In the non-fantasy genre, nobody begins a tale like Dickens.
September 6th, 2002, 12:44 PM
This is the beginning of my main story and i would like everybody to critique it if they could.
"Parry, you mother lovin' son of a pig!" he screamed as Michael slipped past Gabriel's guard and smacked him upside the head with the wooden practice sword. Gabriel swooned and almost lost consciousness when Michael grabbed at him to steady him.
He shook his head in disappointment and didn't notice large man who quietly walked up behind him.
"Steve, how goes the adjustment training, my old friend?"
Steve jumped in surprise then sighed "Well enough my Lord, but they need time to adjust to the new manipulations. They are incredibly fast."
He paused for a moment and slowly spoke again "In fact, now they are probably faster than you." he said, quiet laughter filling his voice, but then he quickly turned somber once more. "But because of their speed they have lost fine control and tend to overbalance. Also, Gabriel has skipped the past three practices. The only way I got him to this one was to tell Michael to remind Gabriel that without training he could hurt himself and others and that he wouldn't be able to play any music insturments without fine motor control training." Steve scowled and said in a gruff voice "I have a pretty damn strong suspicion that it was only the third reason for his coming to practice today!"
Magnus Paen'Dragon, Lord of the Five Isle's and Master of the Paen'Dragon Estates, sighed. Gabriel, as the youngest child, was often spoiled by all members of the large Estate, himself included. He turned to Steve. "The boys will be at every practice," he looked over at Gabriel "all three of them." he emphasized.

------------------------------

GOAL –
According to the story opening, why do the boys in adjustment training tend to overbalance? Answer in one to three sentences.

EXCERPTED DATA –
------------------------------

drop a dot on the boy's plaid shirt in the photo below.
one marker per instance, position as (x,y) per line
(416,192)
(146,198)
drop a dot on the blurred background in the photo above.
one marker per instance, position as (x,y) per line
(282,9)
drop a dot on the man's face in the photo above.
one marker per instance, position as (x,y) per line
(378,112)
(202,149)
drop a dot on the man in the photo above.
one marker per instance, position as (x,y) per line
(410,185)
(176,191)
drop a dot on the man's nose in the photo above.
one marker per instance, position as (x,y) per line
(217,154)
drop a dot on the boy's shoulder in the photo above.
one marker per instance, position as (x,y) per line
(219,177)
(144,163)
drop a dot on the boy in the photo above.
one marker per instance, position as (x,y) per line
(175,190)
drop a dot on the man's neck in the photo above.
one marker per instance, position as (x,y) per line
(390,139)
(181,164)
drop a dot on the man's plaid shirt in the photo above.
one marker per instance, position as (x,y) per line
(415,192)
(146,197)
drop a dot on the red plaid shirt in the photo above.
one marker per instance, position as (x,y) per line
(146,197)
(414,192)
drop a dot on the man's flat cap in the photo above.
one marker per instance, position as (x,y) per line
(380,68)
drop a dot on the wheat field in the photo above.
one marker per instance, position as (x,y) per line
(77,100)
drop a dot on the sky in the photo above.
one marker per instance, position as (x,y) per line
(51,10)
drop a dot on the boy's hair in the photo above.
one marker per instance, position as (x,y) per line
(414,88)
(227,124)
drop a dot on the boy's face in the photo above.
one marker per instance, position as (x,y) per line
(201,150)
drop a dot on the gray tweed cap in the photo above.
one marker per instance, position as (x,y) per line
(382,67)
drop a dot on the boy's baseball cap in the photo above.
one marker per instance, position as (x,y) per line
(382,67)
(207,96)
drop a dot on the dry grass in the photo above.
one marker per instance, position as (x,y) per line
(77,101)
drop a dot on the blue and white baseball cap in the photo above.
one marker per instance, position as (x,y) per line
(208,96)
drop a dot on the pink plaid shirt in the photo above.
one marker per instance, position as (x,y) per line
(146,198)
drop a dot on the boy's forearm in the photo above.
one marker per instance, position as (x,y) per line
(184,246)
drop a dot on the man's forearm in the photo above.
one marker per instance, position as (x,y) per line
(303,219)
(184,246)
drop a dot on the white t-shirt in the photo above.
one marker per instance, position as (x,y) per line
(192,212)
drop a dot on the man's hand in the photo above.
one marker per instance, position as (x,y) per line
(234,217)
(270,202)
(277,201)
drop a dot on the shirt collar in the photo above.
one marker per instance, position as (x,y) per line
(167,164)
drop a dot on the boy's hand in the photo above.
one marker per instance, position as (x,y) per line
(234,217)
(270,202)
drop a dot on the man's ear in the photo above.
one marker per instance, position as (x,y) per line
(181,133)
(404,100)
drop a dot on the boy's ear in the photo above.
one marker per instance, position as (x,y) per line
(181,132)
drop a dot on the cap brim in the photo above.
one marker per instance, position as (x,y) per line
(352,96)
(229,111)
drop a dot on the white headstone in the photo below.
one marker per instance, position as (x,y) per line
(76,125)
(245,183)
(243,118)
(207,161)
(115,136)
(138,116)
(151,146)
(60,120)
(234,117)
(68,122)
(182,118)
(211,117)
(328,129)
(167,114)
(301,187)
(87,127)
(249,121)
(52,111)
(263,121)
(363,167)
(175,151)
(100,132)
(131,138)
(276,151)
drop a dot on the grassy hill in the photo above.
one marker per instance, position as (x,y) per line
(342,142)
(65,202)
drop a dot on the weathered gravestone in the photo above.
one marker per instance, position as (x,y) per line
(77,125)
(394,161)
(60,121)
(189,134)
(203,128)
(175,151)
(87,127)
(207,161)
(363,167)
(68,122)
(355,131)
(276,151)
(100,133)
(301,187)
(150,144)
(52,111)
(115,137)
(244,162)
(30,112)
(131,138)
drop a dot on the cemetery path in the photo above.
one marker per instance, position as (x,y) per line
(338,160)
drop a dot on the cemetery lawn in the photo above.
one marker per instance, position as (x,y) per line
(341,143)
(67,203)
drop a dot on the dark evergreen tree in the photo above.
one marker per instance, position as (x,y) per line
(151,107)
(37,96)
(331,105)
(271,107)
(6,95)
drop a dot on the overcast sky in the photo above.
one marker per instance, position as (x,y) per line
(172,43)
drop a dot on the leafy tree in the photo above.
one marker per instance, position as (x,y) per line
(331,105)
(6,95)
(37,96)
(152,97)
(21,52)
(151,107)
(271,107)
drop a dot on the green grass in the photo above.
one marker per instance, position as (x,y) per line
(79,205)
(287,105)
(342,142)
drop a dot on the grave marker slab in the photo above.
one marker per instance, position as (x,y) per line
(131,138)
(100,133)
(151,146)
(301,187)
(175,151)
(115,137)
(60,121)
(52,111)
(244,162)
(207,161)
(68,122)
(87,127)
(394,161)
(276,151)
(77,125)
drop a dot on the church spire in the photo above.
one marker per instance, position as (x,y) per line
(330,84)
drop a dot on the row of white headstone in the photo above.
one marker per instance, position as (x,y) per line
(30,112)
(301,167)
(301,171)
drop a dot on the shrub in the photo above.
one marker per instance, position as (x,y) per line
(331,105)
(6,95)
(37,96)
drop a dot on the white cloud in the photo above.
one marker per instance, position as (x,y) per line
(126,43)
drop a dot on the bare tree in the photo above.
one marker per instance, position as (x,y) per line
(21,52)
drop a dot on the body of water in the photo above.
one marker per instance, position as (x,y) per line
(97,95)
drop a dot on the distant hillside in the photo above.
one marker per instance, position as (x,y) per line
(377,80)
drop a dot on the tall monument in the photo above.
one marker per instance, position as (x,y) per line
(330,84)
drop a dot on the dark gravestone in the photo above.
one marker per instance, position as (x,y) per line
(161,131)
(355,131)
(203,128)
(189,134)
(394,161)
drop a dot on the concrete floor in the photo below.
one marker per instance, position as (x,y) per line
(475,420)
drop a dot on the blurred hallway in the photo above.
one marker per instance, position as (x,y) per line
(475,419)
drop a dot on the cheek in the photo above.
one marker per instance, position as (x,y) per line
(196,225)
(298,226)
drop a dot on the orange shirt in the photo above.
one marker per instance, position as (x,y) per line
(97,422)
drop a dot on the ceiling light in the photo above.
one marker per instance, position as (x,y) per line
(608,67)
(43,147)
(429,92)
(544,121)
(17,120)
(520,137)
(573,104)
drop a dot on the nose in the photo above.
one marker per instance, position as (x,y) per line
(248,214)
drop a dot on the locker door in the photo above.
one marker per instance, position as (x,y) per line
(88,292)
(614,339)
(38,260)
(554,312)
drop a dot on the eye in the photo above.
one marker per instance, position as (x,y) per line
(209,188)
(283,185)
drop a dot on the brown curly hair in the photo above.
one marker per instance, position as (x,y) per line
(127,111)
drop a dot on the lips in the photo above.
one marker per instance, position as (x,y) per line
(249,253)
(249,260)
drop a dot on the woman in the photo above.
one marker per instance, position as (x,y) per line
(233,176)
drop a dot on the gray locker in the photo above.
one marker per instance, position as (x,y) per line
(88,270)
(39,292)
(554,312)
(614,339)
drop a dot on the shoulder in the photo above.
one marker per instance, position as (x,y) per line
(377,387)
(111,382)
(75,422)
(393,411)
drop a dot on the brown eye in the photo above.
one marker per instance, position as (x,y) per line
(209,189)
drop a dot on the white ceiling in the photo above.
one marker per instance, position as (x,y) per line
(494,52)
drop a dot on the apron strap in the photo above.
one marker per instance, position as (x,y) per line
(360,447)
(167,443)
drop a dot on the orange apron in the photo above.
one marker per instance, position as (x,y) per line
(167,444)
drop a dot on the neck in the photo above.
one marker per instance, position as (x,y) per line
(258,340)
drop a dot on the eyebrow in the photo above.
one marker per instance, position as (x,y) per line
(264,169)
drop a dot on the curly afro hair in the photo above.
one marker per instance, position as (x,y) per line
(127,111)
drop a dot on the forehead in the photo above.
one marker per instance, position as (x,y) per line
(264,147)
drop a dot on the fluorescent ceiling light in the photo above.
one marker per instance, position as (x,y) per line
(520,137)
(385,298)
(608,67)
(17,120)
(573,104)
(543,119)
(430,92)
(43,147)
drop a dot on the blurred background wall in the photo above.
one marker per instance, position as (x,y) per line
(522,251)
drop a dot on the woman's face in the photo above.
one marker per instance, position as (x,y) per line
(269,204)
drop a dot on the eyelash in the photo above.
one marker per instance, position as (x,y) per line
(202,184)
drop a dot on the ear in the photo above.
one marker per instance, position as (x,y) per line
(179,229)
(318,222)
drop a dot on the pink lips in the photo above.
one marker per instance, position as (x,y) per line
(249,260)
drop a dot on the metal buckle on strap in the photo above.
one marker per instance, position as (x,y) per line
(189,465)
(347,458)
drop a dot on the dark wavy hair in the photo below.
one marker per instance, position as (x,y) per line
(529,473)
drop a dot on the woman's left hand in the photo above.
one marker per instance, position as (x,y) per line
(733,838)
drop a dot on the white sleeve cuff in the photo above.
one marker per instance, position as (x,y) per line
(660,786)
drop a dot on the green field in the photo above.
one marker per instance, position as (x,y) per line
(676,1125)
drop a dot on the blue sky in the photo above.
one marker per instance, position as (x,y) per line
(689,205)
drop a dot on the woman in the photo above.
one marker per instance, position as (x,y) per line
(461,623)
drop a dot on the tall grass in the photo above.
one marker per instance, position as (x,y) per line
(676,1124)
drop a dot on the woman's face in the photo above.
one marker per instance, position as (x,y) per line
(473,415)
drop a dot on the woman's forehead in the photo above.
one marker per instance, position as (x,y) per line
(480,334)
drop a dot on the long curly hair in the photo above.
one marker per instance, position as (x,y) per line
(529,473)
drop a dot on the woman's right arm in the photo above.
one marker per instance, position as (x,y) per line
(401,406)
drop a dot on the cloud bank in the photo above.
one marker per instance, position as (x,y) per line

------------------------------

WRITTEN RESPONSE –
The new manipulations have made them so fast that they have lost fine control. Steve says that because of this speed, they tend to overbalance.